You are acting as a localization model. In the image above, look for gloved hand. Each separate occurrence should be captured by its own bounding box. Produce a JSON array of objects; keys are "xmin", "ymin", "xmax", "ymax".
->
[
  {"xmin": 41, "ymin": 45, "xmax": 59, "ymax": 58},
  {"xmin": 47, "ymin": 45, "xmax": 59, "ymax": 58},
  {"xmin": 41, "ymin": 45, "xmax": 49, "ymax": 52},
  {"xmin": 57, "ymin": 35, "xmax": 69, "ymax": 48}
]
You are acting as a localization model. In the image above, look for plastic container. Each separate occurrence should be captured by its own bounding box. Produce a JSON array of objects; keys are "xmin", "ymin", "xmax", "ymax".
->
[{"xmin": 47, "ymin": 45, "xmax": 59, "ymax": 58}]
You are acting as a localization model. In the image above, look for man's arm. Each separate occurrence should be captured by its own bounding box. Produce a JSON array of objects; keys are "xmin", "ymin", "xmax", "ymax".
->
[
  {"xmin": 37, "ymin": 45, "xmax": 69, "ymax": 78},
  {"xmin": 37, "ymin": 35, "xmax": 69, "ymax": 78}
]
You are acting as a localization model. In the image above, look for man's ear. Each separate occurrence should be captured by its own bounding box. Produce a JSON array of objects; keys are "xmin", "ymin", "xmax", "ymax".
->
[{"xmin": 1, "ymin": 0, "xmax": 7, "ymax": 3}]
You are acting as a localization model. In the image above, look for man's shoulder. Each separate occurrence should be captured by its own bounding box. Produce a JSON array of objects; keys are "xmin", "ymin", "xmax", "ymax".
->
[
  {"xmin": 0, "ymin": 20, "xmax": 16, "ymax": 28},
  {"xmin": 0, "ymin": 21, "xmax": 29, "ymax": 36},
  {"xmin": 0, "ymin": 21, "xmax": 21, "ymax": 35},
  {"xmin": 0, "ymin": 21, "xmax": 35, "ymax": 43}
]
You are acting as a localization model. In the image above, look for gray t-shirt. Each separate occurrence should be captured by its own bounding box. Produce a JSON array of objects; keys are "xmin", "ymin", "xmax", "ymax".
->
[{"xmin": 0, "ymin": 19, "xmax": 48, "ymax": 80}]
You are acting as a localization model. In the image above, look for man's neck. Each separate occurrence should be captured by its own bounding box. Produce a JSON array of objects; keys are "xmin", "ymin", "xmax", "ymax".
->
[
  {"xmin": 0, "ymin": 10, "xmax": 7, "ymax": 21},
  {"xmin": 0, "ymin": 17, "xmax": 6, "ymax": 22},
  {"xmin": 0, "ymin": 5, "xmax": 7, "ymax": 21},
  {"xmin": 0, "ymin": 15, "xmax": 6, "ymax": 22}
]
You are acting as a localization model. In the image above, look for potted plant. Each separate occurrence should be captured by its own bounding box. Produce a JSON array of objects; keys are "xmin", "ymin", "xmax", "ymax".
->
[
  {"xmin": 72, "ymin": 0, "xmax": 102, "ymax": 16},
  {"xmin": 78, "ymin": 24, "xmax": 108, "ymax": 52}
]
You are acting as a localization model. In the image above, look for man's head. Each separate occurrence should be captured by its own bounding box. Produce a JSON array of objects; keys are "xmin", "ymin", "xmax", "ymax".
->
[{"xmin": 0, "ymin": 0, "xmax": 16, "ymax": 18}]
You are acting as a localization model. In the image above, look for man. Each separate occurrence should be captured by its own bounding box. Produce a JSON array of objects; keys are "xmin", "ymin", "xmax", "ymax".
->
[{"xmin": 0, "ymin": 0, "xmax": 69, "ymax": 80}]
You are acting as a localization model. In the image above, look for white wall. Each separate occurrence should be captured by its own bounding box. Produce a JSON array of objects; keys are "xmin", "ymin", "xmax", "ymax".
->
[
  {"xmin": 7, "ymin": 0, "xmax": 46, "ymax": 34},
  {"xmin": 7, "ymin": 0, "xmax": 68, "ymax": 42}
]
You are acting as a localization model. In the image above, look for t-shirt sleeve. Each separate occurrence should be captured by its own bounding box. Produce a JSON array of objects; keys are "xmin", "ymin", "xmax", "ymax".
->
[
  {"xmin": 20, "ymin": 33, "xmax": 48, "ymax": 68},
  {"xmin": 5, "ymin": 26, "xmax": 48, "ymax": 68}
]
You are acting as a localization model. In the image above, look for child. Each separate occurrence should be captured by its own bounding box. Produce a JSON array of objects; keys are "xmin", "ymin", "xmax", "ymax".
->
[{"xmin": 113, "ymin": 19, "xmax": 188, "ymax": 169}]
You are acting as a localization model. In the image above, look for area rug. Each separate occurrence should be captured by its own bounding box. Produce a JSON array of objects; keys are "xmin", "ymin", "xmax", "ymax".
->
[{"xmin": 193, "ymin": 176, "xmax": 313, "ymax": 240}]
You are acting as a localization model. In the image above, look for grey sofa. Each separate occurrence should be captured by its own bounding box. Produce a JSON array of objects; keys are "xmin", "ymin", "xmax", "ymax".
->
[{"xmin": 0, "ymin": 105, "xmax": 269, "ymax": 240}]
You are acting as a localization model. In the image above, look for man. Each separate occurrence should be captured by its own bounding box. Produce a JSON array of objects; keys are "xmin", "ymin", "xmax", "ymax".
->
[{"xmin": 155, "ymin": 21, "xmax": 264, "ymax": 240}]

□ □ □

__Task__: Across the listing above, find all lines where the word "shirt" is present and copy them.

__Reply__:
You are acting as a localization model. In the image above, look for gray t-shirt. Each separate occurrence should be captured by its own bounding box. Produce a JSON array of objects; keys are "xmin", "ymin", "xmax", "ymax".
You are acting as a localization model. In the image above, look for t-shirt sleeve. Each separate occurrence should be captured by its own bounding box. Produce a JSON array of objects; keys are "xmin", "ymin", "xmax", "ymax".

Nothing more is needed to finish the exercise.